**What this task involves:** If a line in the entries below contains the word "each", it counts; report how many such lines there are, and only that number.

Image-grounded pointing data:
[Start of section]

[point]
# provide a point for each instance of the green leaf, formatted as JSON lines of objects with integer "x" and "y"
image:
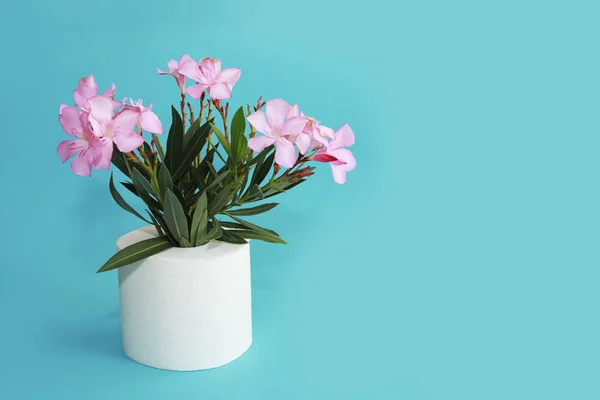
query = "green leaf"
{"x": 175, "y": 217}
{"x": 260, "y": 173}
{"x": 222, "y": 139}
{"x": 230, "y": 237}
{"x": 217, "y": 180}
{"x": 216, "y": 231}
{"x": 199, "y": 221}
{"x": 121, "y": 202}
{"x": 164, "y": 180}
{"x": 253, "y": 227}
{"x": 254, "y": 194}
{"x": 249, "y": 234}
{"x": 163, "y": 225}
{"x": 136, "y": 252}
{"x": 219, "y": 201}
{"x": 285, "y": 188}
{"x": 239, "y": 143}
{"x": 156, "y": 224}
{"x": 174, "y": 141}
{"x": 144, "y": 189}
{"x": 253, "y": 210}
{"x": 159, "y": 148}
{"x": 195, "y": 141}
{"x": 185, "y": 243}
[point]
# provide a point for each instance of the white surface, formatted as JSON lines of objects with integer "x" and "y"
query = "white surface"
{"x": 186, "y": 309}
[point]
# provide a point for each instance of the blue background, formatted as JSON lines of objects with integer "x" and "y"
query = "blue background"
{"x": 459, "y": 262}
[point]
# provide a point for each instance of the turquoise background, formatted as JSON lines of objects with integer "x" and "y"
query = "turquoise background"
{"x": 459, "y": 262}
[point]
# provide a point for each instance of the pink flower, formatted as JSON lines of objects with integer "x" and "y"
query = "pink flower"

[End of section]
[Start of section]

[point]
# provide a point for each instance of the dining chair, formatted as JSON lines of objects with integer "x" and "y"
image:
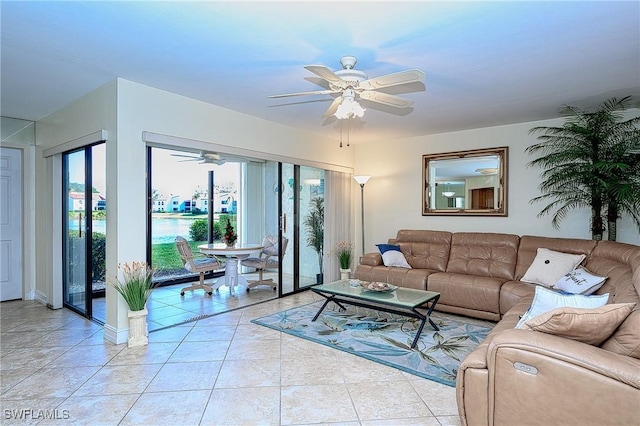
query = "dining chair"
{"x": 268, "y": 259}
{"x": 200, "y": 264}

[End of section]

**Answer to this exercise:** 6